Task goal: What you return must match the records character for character.

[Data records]
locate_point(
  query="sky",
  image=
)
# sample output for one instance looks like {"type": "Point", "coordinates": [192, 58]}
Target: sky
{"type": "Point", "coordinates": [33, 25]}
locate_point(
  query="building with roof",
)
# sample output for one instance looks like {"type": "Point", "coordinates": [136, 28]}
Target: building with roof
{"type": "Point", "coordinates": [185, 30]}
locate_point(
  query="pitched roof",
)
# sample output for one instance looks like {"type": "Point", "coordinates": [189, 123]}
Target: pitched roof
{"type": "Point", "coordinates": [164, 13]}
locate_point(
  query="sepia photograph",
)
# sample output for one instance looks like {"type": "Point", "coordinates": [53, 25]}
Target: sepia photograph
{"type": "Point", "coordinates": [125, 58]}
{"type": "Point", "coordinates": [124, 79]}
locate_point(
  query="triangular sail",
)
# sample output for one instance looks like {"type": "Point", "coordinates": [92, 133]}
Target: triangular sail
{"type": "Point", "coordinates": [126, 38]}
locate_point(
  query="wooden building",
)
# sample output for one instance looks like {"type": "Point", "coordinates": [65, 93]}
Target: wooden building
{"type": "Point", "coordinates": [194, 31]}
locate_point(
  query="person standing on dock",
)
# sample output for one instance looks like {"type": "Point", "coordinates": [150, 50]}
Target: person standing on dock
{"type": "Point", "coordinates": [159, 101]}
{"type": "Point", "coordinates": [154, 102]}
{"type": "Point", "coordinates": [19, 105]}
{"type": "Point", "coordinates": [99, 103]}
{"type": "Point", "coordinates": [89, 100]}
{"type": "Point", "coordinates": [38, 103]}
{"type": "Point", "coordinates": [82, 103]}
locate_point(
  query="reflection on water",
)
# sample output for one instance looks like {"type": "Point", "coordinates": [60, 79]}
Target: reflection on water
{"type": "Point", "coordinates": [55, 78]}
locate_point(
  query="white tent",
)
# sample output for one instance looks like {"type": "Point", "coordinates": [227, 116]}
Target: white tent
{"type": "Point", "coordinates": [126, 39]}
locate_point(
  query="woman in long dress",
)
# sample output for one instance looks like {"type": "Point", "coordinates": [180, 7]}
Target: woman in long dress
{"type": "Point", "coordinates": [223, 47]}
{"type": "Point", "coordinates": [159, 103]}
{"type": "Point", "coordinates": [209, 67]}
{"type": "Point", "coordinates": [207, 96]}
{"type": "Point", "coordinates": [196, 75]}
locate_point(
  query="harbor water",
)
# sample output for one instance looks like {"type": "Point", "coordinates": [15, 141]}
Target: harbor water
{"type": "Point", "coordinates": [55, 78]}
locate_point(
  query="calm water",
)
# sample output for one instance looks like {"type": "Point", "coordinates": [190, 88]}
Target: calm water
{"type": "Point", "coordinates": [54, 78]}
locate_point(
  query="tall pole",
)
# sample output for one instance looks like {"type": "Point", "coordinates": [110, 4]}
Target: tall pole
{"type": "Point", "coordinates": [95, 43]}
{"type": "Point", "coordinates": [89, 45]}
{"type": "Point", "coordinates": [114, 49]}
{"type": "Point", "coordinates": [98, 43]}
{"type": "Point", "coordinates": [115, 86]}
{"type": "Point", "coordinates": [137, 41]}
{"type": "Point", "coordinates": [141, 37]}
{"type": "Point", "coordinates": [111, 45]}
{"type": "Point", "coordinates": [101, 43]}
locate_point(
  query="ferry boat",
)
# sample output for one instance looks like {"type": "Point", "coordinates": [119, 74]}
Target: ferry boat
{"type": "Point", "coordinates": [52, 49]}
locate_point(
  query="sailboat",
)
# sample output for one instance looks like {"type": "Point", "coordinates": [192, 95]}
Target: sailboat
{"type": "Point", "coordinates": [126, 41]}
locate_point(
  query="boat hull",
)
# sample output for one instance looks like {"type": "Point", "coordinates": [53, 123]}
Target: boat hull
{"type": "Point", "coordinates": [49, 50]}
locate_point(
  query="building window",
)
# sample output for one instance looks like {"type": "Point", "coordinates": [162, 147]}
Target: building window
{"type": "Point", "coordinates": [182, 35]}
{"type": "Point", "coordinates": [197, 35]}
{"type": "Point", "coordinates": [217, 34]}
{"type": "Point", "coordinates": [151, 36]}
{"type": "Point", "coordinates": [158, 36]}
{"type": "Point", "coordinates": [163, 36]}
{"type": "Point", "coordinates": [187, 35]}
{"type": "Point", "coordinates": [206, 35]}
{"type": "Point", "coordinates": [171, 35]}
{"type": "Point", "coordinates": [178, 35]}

Answer section:
locate_point(
  query="sky",
  image=
)
# sample output for one instance looks like {"type": "Point", "coordinates": [192, 58]}
Target: sky
{"type": "Point", "coordinates": [33, 25]}
locate_point(
  query="building with roof",
)
# sample output for one instance looks like {"type": "Point", "coordinates": [136, 28]}
Target: building with roof
{"type": "Point", "coordinates": [185, 30]}
locate_point(
  query="pitched roof",
)
# sample output for one instance looks like {"type": "Point", "coordinates": [189, 123]}
Target: pitched roof
{"type": "Point", "coordinates": [164, 13]}
locate_point(
  query="sepia photograph",
)
# sample output for one instance looks like {"type": "Point", "coordinates": [53, 25]}
Target: sepia photograph
{"type": "Point", "coordinates": [125, 58]}
{"type": "Point", "coordinates": [124, 79]}
locate_point(
  query="triangular sail",
)
# sample output for one instance looks like {"type": "Point", "coordinates": [92, 133]}
Target: triangular sail
{"type": "Point", "coordinates": [126, 38]}
locate_point(
  query="wooden building",
)
# sample output for one instance looks like {"type": "Point", "coordinates": [65, 93]}
Target: wooden building
{"type": "Point", "coordinates": [194, 31]}
locate_point(
  query="person standing on dock",
)
# sample output for one instance looks like {"type": "Point", "coordinates": [150, 50]}
Target: person standing on dock
{"type": "Point", "coordinates": [159, 101]}
{"type": "Point", "coordinates": [154, 102]}
{"type": "Point", "coordinates": [19, 105]}
{"type": "Point", "coordinates": [99, 103]}
{"type": "Point", "coordinates": [89, 100]}
{"type": "Point", "coordinates": [38, 103]}
{"type": "Point", "coordinates": [82, 103]}
locate_point(
  query="reflection on water",
)
# sample output for one instance looks like {"type": "Point", "coordinates": [60, 79]}
Target: reflection on water
{"type": "Point", "coordinates": [55, 78]}
locate_point(
  query="white tent",
)
# sample output for one instance looks like {"type": "Point", "coordinates": [227, 116]}
Target: white tent
{"type": "Point", "coordinates": [126, 39]}
locate_point(
  query="woman in long dress",
)
# sample output for one instance looks like {"type": "Point", "coordinates": [180, 7]}
Target: woman in long dress
{"type": "Point", "coordinates": [223, 47]}
{"type": "Point", "coordinates": [159, 103]}
{"type": "Point", "coordinates": [209, 67]}
{"type": "Point", "coordinates": [207, 96]}
{"type": "Point", "coordinates": [196, 75]}
locate_point(
  query="harbor water",
)
# sample output for one instance looks like {"type": "Point", "coordinates": [15, 141]}
Target: harbor water
{"type": "Point", "coordinates": [55, 78]}
locate_point(
  query="calm water",
)
# sample output for one instance looks like {"type": "Point", "coordinates": [190, 88]}
Target: calm water
{"type": "Point", "coordinates": [54, 78]}
locate_point(
  query="tall pole",
)
# sample output for one instance looks like {"type": "Point", "coordinates": [110, 4]}
Target: tall pole
{"type": "Point", "coordinates": [95, 43]}
{"type": "Point", "coordinates": [89, 45]}
{"type": "Point", "coordinates": [114, 49]}
{"type": "Point", "coordinates": [98, 43]}
{"type": "Point", "coordinates": [115, 86]}
{"type": "Point", "coordinates": [137, 41]}
{"type": "Point", "coordinates": [141, 37]}
{"type": "Point", "coordinates": [111, 45]}
{"type": "Point", "coordinates": [101, 43]}
locate_point(
  query="ferry boat",
)
# sample output for one instance looks like {"type": "Point", "coordinates": [119, 74]}
Target: ferry boat
{"type": "Point", "coordinates": [52, 49]}
locate_point(
  query="sailboat",
)
# sample output for one instance looks like {"type": "Point", "coordinates": [192, 95]}
Target: sailboat
{"type": "Point", "coordinates": [126, 41]}
locate_point(
  query="boat hull",
)
# sample output for one instance looks like {"type": "Point", "coordinates": [53, 123]}
Target: boat hull
{"type": "Point", "coordinates": [49, 50]}
locate_point(
  query="building window",
)
# sample output for one instance looks like {"type": "Point", "coordinates": [162, 147]}
Target: building window
{"type": "Point", "coordinates": [182, 35]}
{"type": "Point", "coordinates": [197, 35]}
{"type": "Point", "coordinates": [217, 34]}
{"type": "Point", "coordinates": [151, 36]}
{"type": "Point", "coordinates": [158, 36]}
{"type": "Point", "coordinates": [163, 36]}
{"type": "Point", "coordinates": [187, 35]}
{"type": "Point", "coordinates": [206, 35]}
{"type": "Point", "coordinates": [171, 35]}
{"type": "Point", "coordinates": [178, 35]}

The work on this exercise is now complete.